+ Plus

Fabrieksbezoek Q-Springs veren

De vering van een motorfiets is en blijft ene heikel punt. Niet zo vreemd, want de vering kan een motor maken of breken. En wat heb je aan 200+ pk’s als je elke bocht uitzwabbert? Nu bestaat de vering van een motor doorgaans uit twee componenten: een veer en een hydraulische demper om die veerbewegingen juist af te remmen. Over die demper zijn boeken volgeschreven, maar de veer zelf blijft meestal onderbelicht. Terwijl in ons eigen Breukelen een van de weinige verenfabrieken van Europa staat.

Een veer lijkt een veer, dus wat kun  je daar nu verder nog over zeggen? Dat dachten wij zelf eigenlijk ook. Natuurlijk, je hebt lange en korte veren. En harde en zachte. Maar dat er ook op dit vlak een hele industrie achter zit en er in Breukelen bijna 40 mensen dagelijks duizenden veren produceren, dat realiseerden wij ons ook niet. Dus ging er een wereld voor ons open, toen we binnenstapten bij de ‘Technische Verenfabriek VIOD’, een bedrijf dat al ruim 60 jaar bestaat en waar veren in alle soorten en maten worden gemaakt. Van piepkleine trekveertjes tot enorme drukveren van 34 mm draadstaal. Maar ook van piepkleine haarspeldveertjes tot tanden voor een hooischudder. Het leeuwendeel van de Viod- productie bestaat echter uit vervangingsveren voor auto’s. Bij de reguliere APK-keuring blijken autoveren van voertuigen op leeftijd namelijk vaak mankementen te vertonen; hele grote kans dat er vervolgens een nieuwe veer van Viod wordt gemonteerd door de garage…
Maar ook in de motorwereld is Viod een onverwacht grote speler. Zij leveren namelijk de vervangingsveren aan veel vering-specialisten. Keurig in de gewenste kleur van die specialist. Daarnaast is Viod sinds kort met een eigen merk motorveren op de markt gekomen speciaal bedoeld voor de motorcross: Q-Springs. Arno Broekman – zelf een fanatiek motorcrosser – is daarvoor de verantwoordelijke man. Hij legt uit hoe dat zit: “In het verleden leverden wij al heel veel veren voor de motorsport. Die werden dan eigenlijk altijd op bestelling naar wens van de klant – van schokdemperfabrikanten tot tuningspecialisten – gemaakt. Maar gezien het productieproces en de insteltijden van een machine is zo’n eigen serie eigenlijk alleen haalbaar als er minimaal 100 stuks ineens geproduceerd kunnen worden. Maar een veringspecialist wil vaak geen 100 exact dezelfde veren, maar juist een breed assortiment. Vandaar dat we tegenwoordig met Q-Springs een eigen merk hebben ontwikkeld, zodat die veringspecialisten, groothandels en dealerbedrijven de veren nu per stuk bij ons kunnen inkopen. We leveren dus alleen direct aan bedrijven; we zijn niet ingesteld op particuliere leveringen. Op deze manier gaan de veren uit Breukelen bijna de hele wereld over.”

» Opdrachtvereisten: Herhaal woordelijk het gedeelte van de tekst over de verenfabriek, beginnend bij "De vering van een motorfiets" en eindigend bij "van Europa staat.". De volgende gegevens zijn afkomstig uit een andere bron.

Opgeslagen vermeldingen
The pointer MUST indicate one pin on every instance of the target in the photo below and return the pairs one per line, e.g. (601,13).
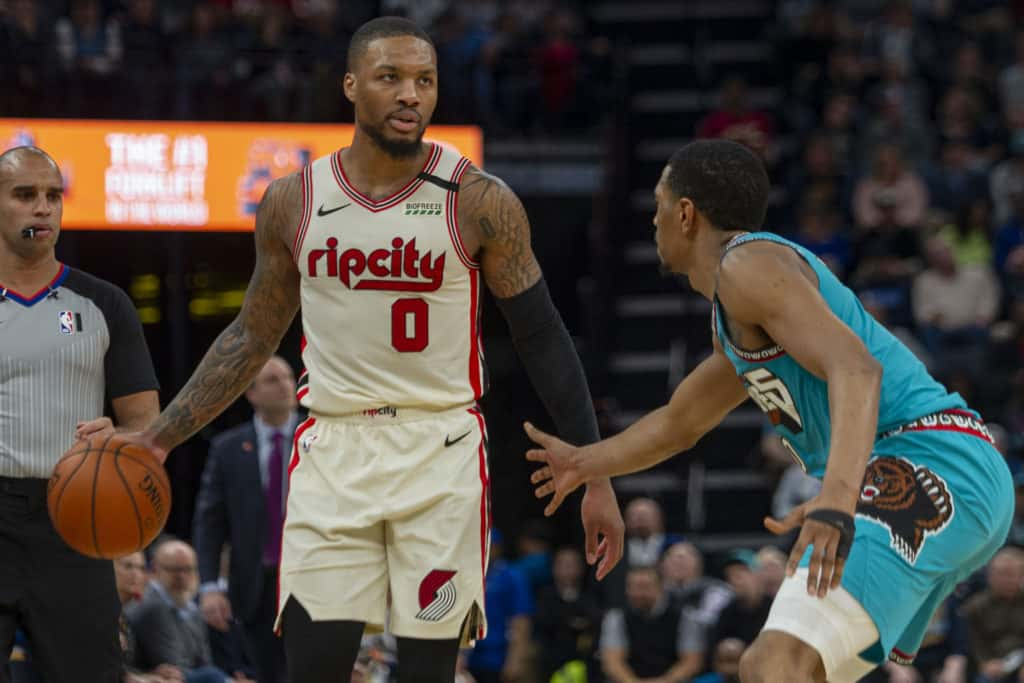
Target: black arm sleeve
(549,355)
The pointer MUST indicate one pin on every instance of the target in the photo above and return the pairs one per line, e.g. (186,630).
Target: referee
(69,344)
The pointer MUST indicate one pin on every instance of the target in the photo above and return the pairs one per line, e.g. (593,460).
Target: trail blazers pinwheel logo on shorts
(436,595)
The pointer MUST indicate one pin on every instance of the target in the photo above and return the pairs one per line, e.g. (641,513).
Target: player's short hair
(725,180)
(382,27)
(11,157)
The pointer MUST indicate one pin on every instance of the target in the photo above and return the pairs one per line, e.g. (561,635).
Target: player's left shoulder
(757,272)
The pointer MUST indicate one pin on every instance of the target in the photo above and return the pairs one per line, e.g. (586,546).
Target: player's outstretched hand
(602,524)
(145,441)
(559,475)
(99,427)
(830,549)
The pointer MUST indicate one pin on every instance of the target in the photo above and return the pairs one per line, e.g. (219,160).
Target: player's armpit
(239,352)
(764,285)
(495,216)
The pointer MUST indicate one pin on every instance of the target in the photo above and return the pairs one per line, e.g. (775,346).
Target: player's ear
(348,85)
(687,215)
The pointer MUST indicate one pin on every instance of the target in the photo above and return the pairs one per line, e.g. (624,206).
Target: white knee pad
(837,627)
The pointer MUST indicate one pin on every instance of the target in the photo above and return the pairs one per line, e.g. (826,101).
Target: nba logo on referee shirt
(436,595)
(70,322)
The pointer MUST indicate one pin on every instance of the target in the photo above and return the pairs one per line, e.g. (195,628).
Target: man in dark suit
(241,503)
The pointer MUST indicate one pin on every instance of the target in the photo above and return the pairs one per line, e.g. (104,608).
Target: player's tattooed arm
(242,349)
(497,222)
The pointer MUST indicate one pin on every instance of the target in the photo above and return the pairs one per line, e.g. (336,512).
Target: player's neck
(708,255)
(376,173)
(28,275)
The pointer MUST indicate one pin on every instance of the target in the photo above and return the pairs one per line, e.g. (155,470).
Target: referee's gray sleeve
(613,636)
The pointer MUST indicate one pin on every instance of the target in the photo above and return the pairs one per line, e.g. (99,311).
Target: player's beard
(396,150)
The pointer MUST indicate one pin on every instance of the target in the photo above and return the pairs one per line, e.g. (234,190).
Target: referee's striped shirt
(65,351)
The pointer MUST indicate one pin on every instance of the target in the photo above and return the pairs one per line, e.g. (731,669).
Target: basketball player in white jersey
(384,245)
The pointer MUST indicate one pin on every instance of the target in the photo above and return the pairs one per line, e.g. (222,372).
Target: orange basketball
(109,498)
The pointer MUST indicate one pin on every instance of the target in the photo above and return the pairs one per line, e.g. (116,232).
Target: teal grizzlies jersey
(797,401)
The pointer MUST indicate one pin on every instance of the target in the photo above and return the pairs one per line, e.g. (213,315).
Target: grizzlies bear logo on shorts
(911,501)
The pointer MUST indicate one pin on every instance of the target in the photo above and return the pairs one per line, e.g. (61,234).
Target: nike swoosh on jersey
(453,441)
(321,212)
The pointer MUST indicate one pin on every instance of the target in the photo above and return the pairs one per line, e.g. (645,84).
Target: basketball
(109,498)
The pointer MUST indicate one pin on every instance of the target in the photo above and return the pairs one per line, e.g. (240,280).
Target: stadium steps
(678,52)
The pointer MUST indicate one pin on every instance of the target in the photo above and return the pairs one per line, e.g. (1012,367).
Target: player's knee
(773,662)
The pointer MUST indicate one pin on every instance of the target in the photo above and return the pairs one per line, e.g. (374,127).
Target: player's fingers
(537,435)
(838,572)
(538,455)
(540,475)
(612,555)
(795,555)
(814,567)
(784,525)
(555,502)
(827,567)
(544,489)
(591,543)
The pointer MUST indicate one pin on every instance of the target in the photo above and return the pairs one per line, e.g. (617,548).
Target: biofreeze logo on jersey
(423,209)
(400,268)
(772,396)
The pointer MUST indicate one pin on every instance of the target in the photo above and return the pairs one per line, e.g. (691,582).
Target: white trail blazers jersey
(390,298)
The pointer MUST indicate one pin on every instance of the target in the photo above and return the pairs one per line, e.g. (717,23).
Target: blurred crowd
(898,157)
(526,67)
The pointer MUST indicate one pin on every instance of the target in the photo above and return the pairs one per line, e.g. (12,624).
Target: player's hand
(169,674)
(145,441)
(825,569)
(216,610)
(101,427)
(602,524)
(559,475)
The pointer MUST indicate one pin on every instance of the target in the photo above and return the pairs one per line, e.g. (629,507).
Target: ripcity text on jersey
(390,298)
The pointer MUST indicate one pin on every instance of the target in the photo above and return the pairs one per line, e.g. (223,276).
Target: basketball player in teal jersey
(914,497)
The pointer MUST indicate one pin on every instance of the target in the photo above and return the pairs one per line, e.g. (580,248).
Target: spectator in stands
(892,196)
(130,575)
(90,52)
(560,61)
(648,638)
(819,230)
(700,597)
(567,619)
(877,308)
(1006,182)
(534,560)
(1017,529)
(503,655)
(970,233)
(725,663)
(995,620)
(27,57)
(748,611)
(736,120)
(771,568)
(241,504)
(953,305)
(795,485)
(897,117)
(167,624)
(961,118)
(146,46)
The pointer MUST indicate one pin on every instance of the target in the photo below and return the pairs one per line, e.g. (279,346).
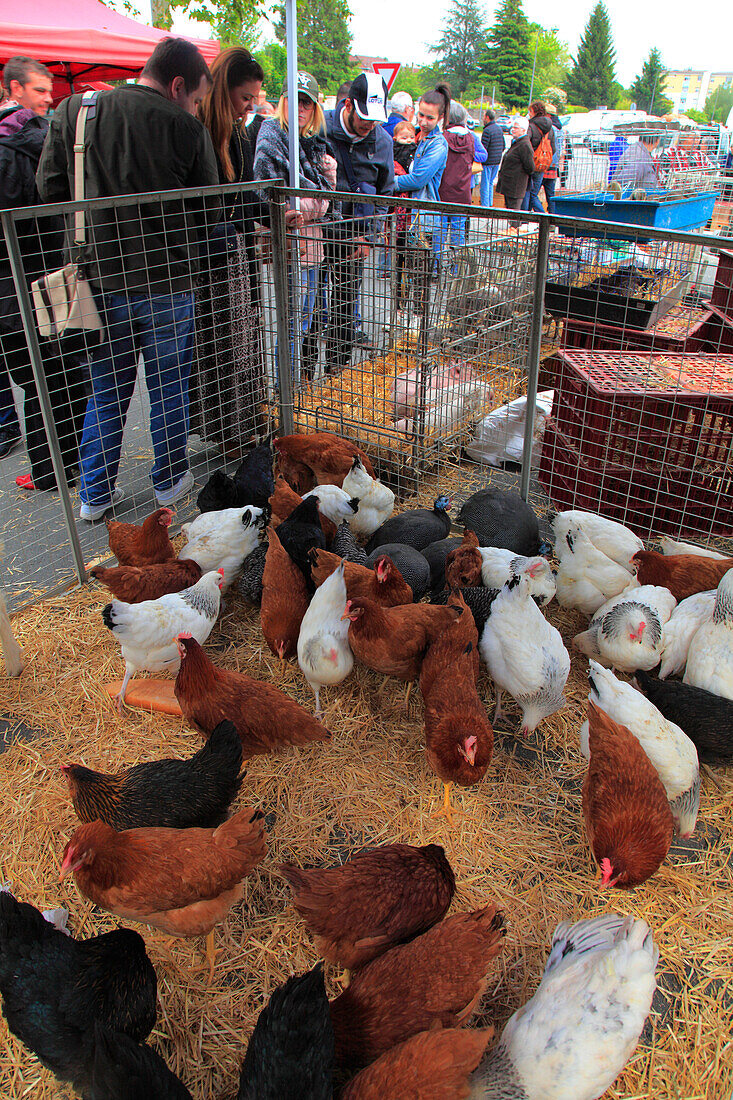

» Volledig antwoord:
De vering van een motorfiets is en blijft ene heikel punt. Niet zo vreemd, want de vering kan een motor maken of breken. En wat heb je aan 200+ pk’s als je elke bocht uitzwabbert? Nu bestaat de vering van een motor doorgaans uit twee componenten: een veer en een hydraulische demper om die veerbewegingen juist af te remmen. Over die demper zijn boeken volgeschreven, maar de veer zelf blijft meestal onderbelicht. Terwijl in ons eigen Breukelen een van de weinige verenfabrieken van Europa staat.